THE PROBLEM.
Write out the passage about the Panty Raiders word for word, from "Surprising both the" up to and including "after Hurricane Katrina.".

SELECTED PASSAGE.

>>>

= Panty Raiders =

The Panty Raiders – Leba Haber Rubinoff and Katie Marsh – are two women who created a website purporting to sell "Forget-me-not Panties" in 2005. The website was created as an entry into the New York-based Contagious Media Showdown's contest to see which purpose-built website could spark the most viral interest over a three-week period. Haber Rubinoff and Marsh saw the contest and website as a venue to raise awareness and discussion about gender. They were not expected to win, but their work was picked up by Fark, the College Humor blog and other sites, leading to more than 600,000 sites during the contest period and one million hits in the six months between May and November 2005.

Surprising both the creators and the contest organizers, many visitors to the website believed the product to be real and attempted to order the panties or learn how to become a distributor. The creators believe the website's success, which was a significant return on a $18 investment, came from the humor and the fact that it was picked up by key bloggers who helped to spread the word. This resulted in the duo winning the $2,500 grand prize.

Other websites created by the duo include: Plastic Assets, which advertised a new credit card that offered free breast implants to young applicants; Christians Against Hip Hop, which tried to save white girls from the "dangers" of hip hop; and Adopt Black Girls, a fake adoption agency for young girls, which raised awareness about the effects of racist policy after Hurricane Katrina.

<<<

Data entries:
>>>

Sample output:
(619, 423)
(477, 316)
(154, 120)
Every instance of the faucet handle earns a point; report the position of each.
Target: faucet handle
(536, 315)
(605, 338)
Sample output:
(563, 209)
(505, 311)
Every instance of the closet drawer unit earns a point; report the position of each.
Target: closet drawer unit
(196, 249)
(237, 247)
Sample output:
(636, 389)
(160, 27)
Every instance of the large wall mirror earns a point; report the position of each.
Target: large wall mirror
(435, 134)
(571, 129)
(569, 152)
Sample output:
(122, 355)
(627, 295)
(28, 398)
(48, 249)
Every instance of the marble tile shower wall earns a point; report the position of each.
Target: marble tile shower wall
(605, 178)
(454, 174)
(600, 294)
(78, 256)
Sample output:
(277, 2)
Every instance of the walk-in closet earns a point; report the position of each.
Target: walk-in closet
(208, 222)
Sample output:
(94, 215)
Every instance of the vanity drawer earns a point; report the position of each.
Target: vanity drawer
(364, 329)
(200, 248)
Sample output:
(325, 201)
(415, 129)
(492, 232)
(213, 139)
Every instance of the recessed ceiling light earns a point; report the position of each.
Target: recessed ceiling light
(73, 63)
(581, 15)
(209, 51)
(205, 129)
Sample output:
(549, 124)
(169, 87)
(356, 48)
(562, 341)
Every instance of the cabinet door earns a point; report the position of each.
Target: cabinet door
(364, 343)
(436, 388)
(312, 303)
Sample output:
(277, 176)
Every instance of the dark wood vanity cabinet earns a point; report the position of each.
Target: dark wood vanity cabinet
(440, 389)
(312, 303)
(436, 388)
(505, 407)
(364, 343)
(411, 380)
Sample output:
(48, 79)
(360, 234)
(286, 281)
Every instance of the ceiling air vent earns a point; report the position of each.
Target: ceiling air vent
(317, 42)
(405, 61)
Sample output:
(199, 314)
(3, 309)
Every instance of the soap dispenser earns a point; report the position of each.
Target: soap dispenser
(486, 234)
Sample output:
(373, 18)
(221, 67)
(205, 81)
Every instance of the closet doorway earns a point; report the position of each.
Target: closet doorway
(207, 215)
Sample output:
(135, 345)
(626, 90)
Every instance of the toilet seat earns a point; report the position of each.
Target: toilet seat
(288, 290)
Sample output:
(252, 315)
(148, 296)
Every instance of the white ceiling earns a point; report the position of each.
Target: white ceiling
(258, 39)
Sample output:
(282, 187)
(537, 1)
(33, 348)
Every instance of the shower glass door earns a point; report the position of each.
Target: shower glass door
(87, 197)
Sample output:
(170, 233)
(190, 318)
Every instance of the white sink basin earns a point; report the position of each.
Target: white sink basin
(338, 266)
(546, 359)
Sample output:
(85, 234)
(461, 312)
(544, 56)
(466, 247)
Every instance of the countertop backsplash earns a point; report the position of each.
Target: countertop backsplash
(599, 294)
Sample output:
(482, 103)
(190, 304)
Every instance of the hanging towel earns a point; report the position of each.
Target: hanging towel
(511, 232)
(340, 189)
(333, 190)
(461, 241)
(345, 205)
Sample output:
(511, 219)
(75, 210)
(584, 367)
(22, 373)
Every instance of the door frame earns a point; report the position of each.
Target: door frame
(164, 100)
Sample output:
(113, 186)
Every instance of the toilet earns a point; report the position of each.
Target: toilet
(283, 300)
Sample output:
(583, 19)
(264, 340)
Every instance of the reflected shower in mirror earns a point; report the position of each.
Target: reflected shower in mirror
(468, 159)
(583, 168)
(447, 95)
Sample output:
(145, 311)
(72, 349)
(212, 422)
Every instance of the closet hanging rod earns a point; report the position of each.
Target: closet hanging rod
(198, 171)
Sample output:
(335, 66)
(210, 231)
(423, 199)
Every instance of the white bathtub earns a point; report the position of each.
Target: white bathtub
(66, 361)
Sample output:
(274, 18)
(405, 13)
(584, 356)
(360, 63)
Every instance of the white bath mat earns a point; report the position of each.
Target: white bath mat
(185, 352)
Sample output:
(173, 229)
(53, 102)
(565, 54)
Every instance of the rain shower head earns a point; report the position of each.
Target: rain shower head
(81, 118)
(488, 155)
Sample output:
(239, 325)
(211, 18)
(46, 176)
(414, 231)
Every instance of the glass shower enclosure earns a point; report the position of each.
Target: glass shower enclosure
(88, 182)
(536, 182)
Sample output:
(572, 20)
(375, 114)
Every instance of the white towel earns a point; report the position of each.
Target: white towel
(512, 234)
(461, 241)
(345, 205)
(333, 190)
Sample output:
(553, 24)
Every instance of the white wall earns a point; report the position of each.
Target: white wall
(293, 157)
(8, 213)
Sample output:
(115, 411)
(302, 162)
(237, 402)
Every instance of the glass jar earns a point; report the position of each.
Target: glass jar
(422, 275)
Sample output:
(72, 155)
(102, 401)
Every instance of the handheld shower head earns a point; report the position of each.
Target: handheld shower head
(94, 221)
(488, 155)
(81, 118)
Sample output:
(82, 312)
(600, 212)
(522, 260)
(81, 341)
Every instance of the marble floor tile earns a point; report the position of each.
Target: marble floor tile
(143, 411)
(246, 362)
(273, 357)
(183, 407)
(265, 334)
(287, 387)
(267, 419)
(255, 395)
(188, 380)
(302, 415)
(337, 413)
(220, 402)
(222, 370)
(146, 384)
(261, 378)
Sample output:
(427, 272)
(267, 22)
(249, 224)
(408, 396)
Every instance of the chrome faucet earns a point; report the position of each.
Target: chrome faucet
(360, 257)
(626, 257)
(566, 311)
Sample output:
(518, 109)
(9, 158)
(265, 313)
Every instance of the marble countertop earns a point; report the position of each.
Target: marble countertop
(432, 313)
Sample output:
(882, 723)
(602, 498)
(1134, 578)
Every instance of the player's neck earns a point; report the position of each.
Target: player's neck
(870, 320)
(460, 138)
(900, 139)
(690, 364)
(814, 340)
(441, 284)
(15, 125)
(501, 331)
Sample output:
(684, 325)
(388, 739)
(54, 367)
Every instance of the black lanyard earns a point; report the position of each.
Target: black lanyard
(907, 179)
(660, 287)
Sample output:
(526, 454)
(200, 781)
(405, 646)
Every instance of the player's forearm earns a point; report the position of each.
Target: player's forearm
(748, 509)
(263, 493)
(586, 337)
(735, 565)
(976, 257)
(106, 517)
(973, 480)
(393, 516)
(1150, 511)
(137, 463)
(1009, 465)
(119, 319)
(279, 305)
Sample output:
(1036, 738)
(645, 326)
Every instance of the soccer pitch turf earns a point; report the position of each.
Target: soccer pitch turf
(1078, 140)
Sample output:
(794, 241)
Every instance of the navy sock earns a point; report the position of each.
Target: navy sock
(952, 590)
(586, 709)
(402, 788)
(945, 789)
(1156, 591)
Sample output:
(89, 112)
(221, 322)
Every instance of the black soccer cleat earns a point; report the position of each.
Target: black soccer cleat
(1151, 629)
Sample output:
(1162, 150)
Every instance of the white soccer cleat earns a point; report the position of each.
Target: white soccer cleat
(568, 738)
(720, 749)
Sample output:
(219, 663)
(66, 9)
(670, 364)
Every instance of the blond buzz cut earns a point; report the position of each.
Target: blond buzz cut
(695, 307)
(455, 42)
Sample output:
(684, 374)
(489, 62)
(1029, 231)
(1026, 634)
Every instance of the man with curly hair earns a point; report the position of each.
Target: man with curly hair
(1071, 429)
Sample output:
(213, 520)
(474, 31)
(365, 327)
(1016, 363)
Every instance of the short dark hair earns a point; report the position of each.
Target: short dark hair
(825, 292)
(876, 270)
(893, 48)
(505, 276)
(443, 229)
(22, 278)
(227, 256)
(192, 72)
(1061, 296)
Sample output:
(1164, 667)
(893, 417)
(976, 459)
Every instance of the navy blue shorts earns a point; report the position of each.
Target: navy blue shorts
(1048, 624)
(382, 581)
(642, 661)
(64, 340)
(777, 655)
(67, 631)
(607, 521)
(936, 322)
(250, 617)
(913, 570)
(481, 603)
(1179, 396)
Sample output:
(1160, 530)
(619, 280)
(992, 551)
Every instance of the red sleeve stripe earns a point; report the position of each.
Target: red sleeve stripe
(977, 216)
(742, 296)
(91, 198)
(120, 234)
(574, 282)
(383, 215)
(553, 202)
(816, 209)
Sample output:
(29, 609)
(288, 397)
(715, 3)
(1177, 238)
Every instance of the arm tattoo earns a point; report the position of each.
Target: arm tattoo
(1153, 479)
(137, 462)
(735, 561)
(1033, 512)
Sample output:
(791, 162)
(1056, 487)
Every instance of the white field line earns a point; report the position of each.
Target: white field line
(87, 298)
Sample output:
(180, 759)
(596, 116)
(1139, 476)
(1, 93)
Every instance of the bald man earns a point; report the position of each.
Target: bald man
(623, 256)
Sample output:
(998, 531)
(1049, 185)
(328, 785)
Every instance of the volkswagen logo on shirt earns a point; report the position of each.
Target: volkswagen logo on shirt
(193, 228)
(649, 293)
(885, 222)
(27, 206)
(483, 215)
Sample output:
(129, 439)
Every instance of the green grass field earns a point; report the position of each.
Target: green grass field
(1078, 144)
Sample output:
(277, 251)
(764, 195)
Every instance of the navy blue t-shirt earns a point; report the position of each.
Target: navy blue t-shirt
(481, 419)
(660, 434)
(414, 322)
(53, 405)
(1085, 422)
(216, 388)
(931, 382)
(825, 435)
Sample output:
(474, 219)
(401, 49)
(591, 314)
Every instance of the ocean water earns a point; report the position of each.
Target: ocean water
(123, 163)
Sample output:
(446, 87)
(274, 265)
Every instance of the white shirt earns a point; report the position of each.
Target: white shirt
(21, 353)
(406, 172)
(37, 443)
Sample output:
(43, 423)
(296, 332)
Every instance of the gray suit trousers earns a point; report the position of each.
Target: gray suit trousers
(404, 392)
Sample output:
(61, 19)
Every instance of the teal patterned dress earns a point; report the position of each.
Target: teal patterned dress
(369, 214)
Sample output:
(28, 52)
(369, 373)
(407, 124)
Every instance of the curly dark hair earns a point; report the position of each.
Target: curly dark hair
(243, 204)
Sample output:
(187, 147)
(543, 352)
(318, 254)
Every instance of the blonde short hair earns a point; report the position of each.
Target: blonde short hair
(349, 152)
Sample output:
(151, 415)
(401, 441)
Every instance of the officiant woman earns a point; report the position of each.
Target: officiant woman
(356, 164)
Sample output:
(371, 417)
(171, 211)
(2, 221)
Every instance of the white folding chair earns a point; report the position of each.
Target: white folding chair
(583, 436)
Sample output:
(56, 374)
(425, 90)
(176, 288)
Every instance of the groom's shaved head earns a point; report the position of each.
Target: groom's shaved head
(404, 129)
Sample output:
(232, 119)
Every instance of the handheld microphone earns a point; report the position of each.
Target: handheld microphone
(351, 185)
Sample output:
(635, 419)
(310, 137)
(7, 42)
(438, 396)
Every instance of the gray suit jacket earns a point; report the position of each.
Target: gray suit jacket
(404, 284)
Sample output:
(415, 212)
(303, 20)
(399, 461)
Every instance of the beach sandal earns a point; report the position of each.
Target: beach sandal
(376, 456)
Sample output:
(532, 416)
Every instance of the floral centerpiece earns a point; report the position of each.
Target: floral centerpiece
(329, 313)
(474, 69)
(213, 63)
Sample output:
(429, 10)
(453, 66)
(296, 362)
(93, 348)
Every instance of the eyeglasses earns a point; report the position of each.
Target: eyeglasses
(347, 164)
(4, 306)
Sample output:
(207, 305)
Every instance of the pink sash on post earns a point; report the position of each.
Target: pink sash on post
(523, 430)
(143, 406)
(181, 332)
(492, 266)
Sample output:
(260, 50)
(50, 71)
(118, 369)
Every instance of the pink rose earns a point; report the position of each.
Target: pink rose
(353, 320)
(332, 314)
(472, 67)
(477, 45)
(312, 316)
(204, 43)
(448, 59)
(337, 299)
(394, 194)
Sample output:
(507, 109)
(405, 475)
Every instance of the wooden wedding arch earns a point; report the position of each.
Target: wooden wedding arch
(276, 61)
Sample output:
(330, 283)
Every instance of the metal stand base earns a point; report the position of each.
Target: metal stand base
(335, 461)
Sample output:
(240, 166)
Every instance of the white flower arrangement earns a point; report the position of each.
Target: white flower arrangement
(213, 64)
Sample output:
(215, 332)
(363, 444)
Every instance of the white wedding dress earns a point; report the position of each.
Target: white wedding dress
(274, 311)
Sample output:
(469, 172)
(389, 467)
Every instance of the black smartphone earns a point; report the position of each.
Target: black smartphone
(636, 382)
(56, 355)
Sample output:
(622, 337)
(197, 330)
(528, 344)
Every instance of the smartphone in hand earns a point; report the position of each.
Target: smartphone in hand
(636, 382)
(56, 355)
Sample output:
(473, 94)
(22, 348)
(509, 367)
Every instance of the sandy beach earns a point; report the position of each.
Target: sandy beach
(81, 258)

<<<

WRITTEN SOLUTION.
Surprising both the creators and the contest organizers, many visitors to the website believed the product to be real and attempted to order the panties or learn how to become a distributor. The creators believe the website's success, which was a significant return on a $18 investment, came from the humor and the fact that it was picked up by key bloggers who helped to spread the word. This resulted in the duo winning the $2,500 grand prize.

Other websites created by the duo include: Plastic Assets, which advertised a new credit card that offered free breast implants to young applicants; Christians Against Hip Hop, which tried to save white girls from the "dangers" of hip hop; and Adopt Black Girls, a fake adoption agency for young girls, which raised awareness about the effects of racist policy after Hurricane Katrina.